Blog #4 “FLMによるフィールドコーチング考察" コーチング上手のFLMと一般的なFLMの違いはなんだ その③ 「顧客との同行面談前にFLMがやらなければならないことの一番は何?」
一般的なFLMは面談前に伝えることと伝え方を項目で確認します。コーチング上手なFLMは相手が本当に納得し、行動変容のコミットメントにつながるかどうかをロールプレイで確認します。同行面談前の打ち合わせでロールプレイをやるかどうか?今回はこの違いについて考えてみましょう。
なぜか、未だにロールプレイやりましょうというと途端に面倒くさそうな表情を示すMRがいます。ロールプレイの威力をご存知ないのでしょうか?ロールプレイをやることが恥ずかしいのか?それとも単に面倒くさがりなのでしょうか?

課題の内容: フィールドコーチングの記事を、「一般的なFLMは面談前に伝え」という語句のところから書き写し、「面倒くさがりなのでしょうか?」まで書いたら止めなさい。 これに続く行は、フィールドコーチングの記事とは別の資料です。

提供データ:
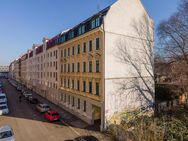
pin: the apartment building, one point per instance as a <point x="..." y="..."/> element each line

解答例:
一般的なFLMは面談前に伝えることと伝え方を項目で確認します。コーチング上手なFLMは相手が本当に納得し、行動変容のコミットメントにつながるかどうかをロールプレイで確認します。同行面談前の打ち合わせでロールプレイをやるかどうか?今回はこの違いについて考えてみましょう。
なぜか、未だにロールプレイやりましょうというと途端に面倒くさそうな表情を示すMRがいます。ロールプレイの威力をご存知ないのでしょうか?ロールプレイをやることが恥ずかしいのか?それとも単に面倒くさがりなのでしょうか?